*** Begin section ***
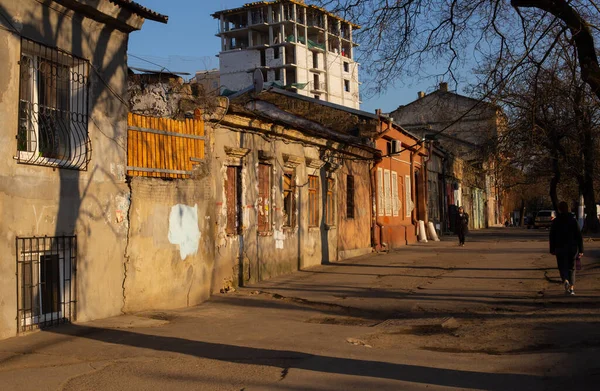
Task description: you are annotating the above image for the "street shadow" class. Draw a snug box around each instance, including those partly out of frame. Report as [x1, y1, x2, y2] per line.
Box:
[44, 324, 547, 390]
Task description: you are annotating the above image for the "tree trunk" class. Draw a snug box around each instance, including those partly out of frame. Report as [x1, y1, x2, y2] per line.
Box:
[512, 0, 600, 101]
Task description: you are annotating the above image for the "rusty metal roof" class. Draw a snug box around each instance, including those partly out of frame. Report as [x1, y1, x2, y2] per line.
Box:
[109, 0, 168, 23]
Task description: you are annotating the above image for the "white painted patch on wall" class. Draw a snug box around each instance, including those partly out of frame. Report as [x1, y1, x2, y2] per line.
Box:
[168, 204, 201, 260]
[274, 230, 285, 249]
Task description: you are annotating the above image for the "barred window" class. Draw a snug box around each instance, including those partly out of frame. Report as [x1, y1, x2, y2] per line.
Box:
[17, 39, 90, 169]
[16, 236, 76, 332]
*** End section ***
▸ EXERCISE REQUIREMENTS
Repeat the listing above verbatim, but exclude the pictures it contains.

▸ RESULT
Task description: you are annotating the above image for the "street shadow" class. Draw a snug box around each instance, including those partly out of frame. Report as [x1, y1, x2, y2] per line.
Box:
[44, 324, 547, 390]
Task description: you are annotating the above image for the "tree trunk" class. Draw a snug box around each instance, including those partly out of frame. Report as [x1, y1, x2, y2] per line.
Box:
[512, 0, 600, 101]
Task description: you are annotating the above image for the "rusty metal roof" class. Draw a snug box around each instance, including those partly out of frame. Report as [x1, y1, x2, y2] per line.
Box:
[109, 0, 168, 23]
Task description: you are annotating the above image for the "white painted patch on wall" class. Draw a snug box around each instance, including those partly out of frame. Report as [x1, y1, x2, y2] per line.
Box:
[168, 204, 201, 260]
[274, 230, 285, 249]
Task description: you are annotating the above image for the "barred window" class. Draw a snug box around each instance, including those partly out of frame. Report as [x1, y1, x2, y2] per line.
Box:
[17, 39, 90, 169]
[16, 236, 76, 332]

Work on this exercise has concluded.